El upsherin - que en Yiddish significa “cortar” – marca el comienzo de la educación judía formal de un niño, pero representa el fin de su primera infancia. Antes ya había pasado por su bris milá o circuncisión, pero - por suerte - no poseía recuerdo alguno, pues tenía ocho días de nacido, cuando un mohel, un experto en ese procedimiento y ritual, con una pequeña cuchilla le había extirpado circularmente una parte de la piel que le recubría la cabeza del pene. Su madre le contó que los gritos se debieron haber escuchado en todas las  esquinas del porteño barrio de Once y que lloró desconsoladamente como diez minutos, a pesar de que rápidamente se le hizo un coágulo y dejó de sangrar.

*Lista de registros:*

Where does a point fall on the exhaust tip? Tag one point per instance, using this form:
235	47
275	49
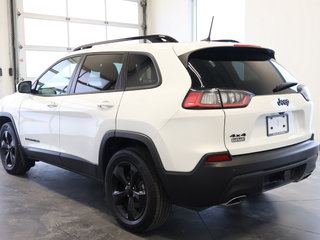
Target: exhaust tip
235	200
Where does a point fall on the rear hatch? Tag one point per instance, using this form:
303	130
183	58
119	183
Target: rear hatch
264	106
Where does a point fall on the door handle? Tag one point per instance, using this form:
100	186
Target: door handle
52	105
105	105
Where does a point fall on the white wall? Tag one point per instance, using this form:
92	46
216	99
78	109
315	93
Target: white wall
292	29
6	82
170	17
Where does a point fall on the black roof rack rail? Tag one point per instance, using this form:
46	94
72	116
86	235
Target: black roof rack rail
151	38
221	40
225	40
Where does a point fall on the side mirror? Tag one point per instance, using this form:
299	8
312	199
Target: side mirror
24	87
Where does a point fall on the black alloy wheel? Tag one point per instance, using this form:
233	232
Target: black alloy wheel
134	192
128	191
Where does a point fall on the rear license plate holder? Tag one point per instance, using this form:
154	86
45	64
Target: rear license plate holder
277	124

*Trabajo requerido:*
1. Reproduce literalmente el fragmento del texto sobre el upsherin que va de "El upsherin - que" a "dejó de sangrar.".
2. Convierte en una lista el párrafo del texto sobre el upsherin que comienza con "El upsherin - que en Yiddish significa". Conserva sus datos principales.
Los registros no guardan relación con el texto sobre el upsherin.

*Ejercicio resuelto:*
1.
El upsherin - que en Yiddish significa “cortar” – marca el comienzo de la educación judía formal de un niño, pero representa el fin de su primera infancia. Antes ya había pasado por su bris milá o circuncisión, pero - por suerte - no poseía recuerdo alguno, pues tenía ocho días de nacido, cuando un mohel, un experto en ese procedimiento y ritual, con una pequeña cuchilla le había extirpado circularmente una parte de la piel que le recubría la cabeza del pene. Su madre le contó que los gritos se debieron haber escuchado en todas las  esquinas del porteño barrio de Once y que lloró desconsoladamente como diez minutos, a pesar de que rápidamente se le hizo un coágulo y dejó de sangrar.

2.
- El upsherin ("cortar" en Yiddish) marca el comienzo de la educación judía formal de un niño y el fin de su primera infancia.
- Antes, el niño había pasado por su bris milá o circuncisión. No la recuerda porque tenía ocho días de nacido.
- Un mohel, experto en ese procedimiento y ritual, le extirpó con una pequeña cuchilla una parte circular de la piel que le recubría la cabeza del pene.
- Según su madre, los gritos se debieron de escuchar en todo el barrio porteño de Once y lloró desconsoladamente unos diez minutos. Sin embargo, pronto se le formó un coágulo y dejó de sangrar.